_Problem requirements:_ Write out, precisely and in full, each line of the material.

______

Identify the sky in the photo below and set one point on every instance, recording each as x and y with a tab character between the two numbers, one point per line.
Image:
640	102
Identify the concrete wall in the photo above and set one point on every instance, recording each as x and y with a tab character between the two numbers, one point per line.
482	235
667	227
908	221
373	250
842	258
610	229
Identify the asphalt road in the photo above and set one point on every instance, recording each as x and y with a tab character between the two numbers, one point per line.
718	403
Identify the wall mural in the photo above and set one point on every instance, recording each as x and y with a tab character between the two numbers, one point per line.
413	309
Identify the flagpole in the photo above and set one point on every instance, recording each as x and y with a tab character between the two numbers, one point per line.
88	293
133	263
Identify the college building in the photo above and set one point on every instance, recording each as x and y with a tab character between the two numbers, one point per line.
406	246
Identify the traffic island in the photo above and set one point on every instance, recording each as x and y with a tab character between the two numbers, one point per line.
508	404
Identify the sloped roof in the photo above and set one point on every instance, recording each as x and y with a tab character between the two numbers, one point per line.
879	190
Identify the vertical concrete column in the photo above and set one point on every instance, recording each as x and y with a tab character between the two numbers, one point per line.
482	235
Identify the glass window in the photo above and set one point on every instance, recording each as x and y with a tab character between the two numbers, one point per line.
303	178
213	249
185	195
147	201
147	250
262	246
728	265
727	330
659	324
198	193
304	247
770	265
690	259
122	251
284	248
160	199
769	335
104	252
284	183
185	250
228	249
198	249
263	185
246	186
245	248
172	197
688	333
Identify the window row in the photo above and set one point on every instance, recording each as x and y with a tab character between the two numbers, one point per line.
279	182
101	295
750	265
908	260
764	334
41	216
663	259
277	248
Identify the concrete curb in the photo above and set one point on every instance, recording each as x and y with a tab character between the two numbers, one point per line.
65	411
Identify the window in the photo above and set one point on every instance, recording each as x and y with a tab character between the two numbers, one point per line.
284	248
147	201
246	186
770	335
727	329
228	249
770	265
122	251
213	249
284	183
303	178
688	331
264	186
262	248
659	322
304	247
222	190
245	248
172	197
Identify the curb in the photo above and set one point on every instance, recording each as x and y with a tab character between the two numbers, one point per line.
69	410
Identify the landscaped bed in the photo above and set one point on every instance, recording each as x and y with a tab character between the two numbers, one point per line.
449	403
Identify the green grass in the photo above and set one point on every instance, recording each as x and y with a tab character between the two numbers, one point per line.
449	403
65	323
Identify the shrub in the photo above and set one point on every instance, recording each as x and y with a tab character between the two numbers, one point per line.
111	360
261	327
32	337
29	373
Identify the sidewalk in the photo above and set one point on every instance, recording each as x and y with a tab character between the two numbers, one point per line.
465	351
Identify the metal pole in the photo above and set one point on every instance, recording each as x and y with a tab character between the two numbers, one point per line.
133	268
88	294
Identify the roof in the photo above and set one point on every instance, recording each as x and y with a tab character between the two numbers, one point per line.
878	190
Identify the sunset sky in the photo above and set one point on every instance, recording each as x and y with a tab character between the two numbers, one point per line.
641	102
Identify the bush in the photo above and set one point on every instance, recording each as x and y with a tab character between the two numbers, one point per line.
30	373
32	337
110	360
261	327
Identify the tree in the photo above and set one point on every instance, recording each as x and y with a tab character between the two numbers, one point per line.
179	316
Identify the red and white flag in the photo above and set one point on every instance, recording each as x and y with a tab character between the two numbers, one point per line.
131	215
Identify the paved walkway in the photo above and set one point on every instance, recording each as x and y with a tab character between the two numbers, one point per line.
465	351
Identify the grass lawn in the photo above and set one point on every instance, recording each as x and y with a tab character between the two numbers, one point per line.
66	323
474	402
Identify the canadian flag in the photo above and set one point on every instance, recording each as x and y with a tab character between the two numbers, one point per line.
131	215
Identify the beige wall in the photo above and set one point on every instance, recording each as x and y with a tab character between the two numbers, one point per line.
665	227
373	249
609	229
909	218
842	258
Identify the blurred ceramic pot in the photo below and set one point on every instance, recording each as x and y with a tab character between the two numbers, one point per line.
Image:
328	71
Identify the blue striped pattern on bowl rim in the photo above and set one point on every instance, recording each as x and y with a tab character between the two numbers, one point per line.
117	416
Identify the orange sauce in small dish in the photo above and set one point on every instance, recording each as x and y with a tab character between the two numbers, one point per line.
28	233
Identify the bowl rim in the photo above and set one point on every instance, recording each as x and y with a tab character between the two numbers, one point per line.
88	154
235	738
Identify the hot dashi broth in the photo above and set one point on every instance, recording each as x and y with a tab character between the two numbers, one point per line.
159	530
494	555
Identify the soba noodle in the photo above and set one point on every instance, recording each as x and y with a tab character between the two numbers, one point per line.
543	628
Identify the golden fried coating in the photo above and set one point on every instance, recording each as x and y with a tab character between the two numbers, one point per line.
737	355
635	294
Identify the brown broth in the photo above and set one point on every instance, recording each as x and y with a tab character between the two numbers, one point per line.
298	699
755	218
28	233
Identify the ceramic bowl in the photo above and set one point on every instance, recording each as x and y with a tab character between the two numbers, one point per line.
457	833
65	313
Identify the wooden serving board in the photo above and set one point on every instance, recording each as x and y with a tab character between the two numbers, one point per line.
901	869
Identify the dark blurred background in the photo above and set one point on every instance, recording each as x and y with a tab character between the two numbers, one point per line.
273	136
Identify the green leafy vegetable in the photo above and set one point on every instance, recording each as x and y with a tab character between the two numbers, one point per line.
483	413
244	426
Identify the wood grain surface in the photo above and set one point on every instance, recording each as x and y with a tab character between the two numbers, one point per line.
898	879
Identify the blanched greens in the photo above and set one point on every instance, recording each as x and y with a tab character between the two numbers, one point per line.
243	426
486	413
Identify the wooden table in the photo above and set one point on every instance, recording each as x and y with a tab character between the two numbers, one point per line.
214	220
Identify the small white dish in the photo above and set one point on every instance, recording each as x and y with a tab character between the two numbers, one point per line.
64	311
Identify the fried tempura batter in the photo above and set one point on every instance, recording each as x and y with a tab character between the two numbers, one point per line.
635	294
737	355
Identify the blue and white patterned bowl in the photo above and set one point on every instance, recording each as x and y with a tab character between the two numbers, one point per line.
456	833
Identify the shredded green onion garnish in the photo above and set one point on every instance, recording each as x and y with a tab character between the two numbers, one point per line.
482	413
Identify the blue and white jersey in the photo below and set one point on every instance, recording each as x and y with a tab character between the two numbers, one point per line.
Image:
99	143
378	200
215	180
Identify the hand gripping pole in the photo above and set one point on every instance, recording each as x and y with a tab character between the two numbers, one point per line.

______

_Result below:_
Identify the sky in the photo below and set one point on every instance, recording each as x and y with a tab character between the two numbers, one point per line.
Image:
640	102
Identify the concrete wall in the photo above and set one point on every instance, recording each as x and y with a tab character between the two numbers, one point per line.
482	235
667	227
908	221
373	250
842	258
610	229
Identify the asphalt road in the photo above and set one point on every instance, recording each as x and y with a tab character between the two numbers, one point per line.
718	403
Identify the wall mural in the photo above and set one point on every instance, recording each as x and y with a tab character between the two numbers, one point per line.
413	309
Identify the flagpole in the photo above and set one point on every instance, recording each as x and y with a tab character between the two numbers, one point per line.
88	293
133	263
Identify the college building in the photo above and set one point on every instance, recording each as x and y with a tab character between the two numbers, one point per line.
406	246
Identify the traffic island in the photo above and set one point on every instance, recording each as x and y with a tab character between the two numbers, one point per line.
508	404
Identify the sloped roof in the photo above and set one point on every instance, recording each as x and y with a tab character between the two numbers, one point per line.
879	190
Identify the vertical concrete column in the photo above and set one point on every instance, recording each as x and y with a tab character between the two numbers, one point per line.
482	235
Identify the glass window in the photo above and set one point on every instance, recording each as x and y with a tab character between the two numbers, one point per line.
303	178
213	249
185	195
147	201
147	250
262	246
728	265
727	330
659	324
198	193
304	247
770	265
690	259
122	251
284	248
160	199
769	335
104	252
284	183
185	250
228	249
198	249
263	185
246	186
245	248
172	197
688	333
Identify the window row in the photo above and set one point on every instance, recording each as x and y with a tab character between the two numbers, one point per line.
279	182
101	295
750	265
908	260
764	334
41	216
663	259
277	248
Identify the concrete curb in the photo above and set one point on every instance, recording each as x and y with a tab character between the two numbers, one point per line.
65	411
Identify the window in the photo above and set one point on every instance, recording each as x and y with a tab character between the two numbers, one point per line.
284	248
147	201
246	186
770	335
727	329
228	249
770	265
122	251
213	249
284	183
303	178
688	331
264	186
262	248
659	322
304	247
222	190
245	248
172	197
Identify the curb in the photo above and set one point on every instance, recording each as x and y with a tab character between the two numbers, one point per line.
69	410
Identify the landscaped bed in the photo above and set one point on every instance, recording each as x and y with a tab character between the two numbers, one point per line.
449	403
Identify the green grass in the photo above and set one point on every instance, recording each as x and y with a tab character between the two numbers, one point per line.
449	403
65	323
Identify the shrub in the photo above and set one point on every instance, recording each as x and y with a tab character between the two numbers, one point per line.
111	360
261	327
32	337
29	373
Identify the sidewalk in the photo above and set one point on every instance, recording each as x and y with a tab character between the two numbers, one point per line.
465	351
Identify the metal pole in the photo above and set one point on every instance, recording each as x and y with a tab character between the two numbers, one point per line.
133	268
88	294
Identify the roof in the photo above and set one point on every instance, recording each as x and y with a tab character between the two numbers, one point per line.
878	190
Identify the sunset sky in the photo above and set one point on every instance, recording each as x and y with a tab character between the two numbers, one point per line.
641	102
Identify the bush in the photo above and set one point on every instance, recording each as x and y with a tab character between the two numbers, one point per line.
30	373
32	337
110	360
261	327
Identify the tree in the photo above and set one point on every instance, recording each as x and y with a tab character between the two numbers, one point per line.
179	316
Identify the red and white flag in the photo above and set one point on every instance, recording each as x and y with a tab character between the two numbers, one point per line.
131	215
Identify the paved walkway in the photo above and set one point on every instance, recording each as x and y with a tab character between the two numbers, one point per line.
465	351
Identify the grass lawn in the photo above and set one point on every instance, recording each as x and y with a tab character between the two numbers, one point per line.
66	323
474	402
Identify the canadian flag in the photo above and set one point on every instance, recording each as x and y with a tab character between the two numbers, one point per line.
131	215
Identify the beige wall in the photo above and set one point on every instance, recording each as x and y with a tab character between the two numbers, one point per line.
665	227
373	249
609	229
909	218
842	258
Identify the blurred ceramic pot in the photo below and set one point on every instance, recording each as x and y with a tab character between the two numbers, one point per line.
Image:
328	71
Identify the blue striped pattern on bowl rim in the photo above and set one point on every instance, recording each as x and y with a tab character between the two numbers, one point per line.
117	416
Identify the orange sauce in small dish in the photo above and set one point on every instance, recording each as x and y with a tab character between the two numbers, one point per line.
28	233
Identify the bowl rim in the photo above and set one point on every instance, recording each as x and y with a tab character between the two numbers, one point per line.
88	154
235	738
Identify the hot dashi broth in the photo above and set one point on every instance, recording each as x and y with a tab character between the two numbers, one point per line.
159	530
494	555
Identify the soba noodle in the photo above and set one point on every instance, recording each as x and y with a tab character between the two numbers, one point per line.
543	628
Identify the golden fried coating in the photo above and set one point on every instance, recording each as x and y with a tab character between the two numbers, one point per line.
737	355
635	294
Identify the brown broth in the photo above and set one point on every instance, recording each as x and y with a tab character between the two numbers, one point per line.
298	699
755	218
28	233
Identify the ceramic bowl in the photo above and set one point on every instance, recording each as x and y with a tab character between the two numbers, one point per line.
457	833
65	313
Identify the wooden serving board in the photo above and set one point on every instance, recording each as x and y with a tab character between the two numbers, one point per line.
901	869
Identify the dark blurred background in the photo above and set one point on every instance, recording each as x and y with a tab character between the two numbers, one point per line.
273	136
Identify the green leafy vegetable in the photo above and set one point on every instance, recording each as x and y with a tab character between the two numbers, one point per line.
483	413
244	426
Identify the wood grain surface in the photo above and set one point on every instance, recording each as x and y with a tab character between the two numbers, one point per line.
898	879
Identify the blanched greens in the photo above and set one point on every instance, recording each as x and y with a tab character between the two numbers, one point per line.
243	426
486	413
Identify the wooden table in the photo above and set one point on every instance, recording each as x and y with a tab character between the two numbers, one point per line.
214	220
Identify the small white dish in the photo above and set one point on every instance, recording each as x and y with a tab character between the two numbers, one point per line.
64	311
Identify the fried tempura batter in the photo above and set one point on every instance, recording each as x and y with a tab character between the two numbers, one point per line.
635	294
737	355
Identify the blue and white patterned bowl in the photo above and set one point on every instance, recording each as x and y with a tab character between the two numbers, one point per line.
456	833
Identify the shredded green onion garnish in the photo above and set one point on every instance, recording each as x and y with a tab character between the two numbers, one point per line.
482	413
Identify the blue and white jersey in the photo below and set one point on every instance, recording each as x and y with a tab character between the two numbers, one point per line.
Image:
99	143
378	200
215	180
Identify the hand gripping pole in the photo above and set one point on every instance, recording each as x and y with a tab character between the two numbers, one point per line.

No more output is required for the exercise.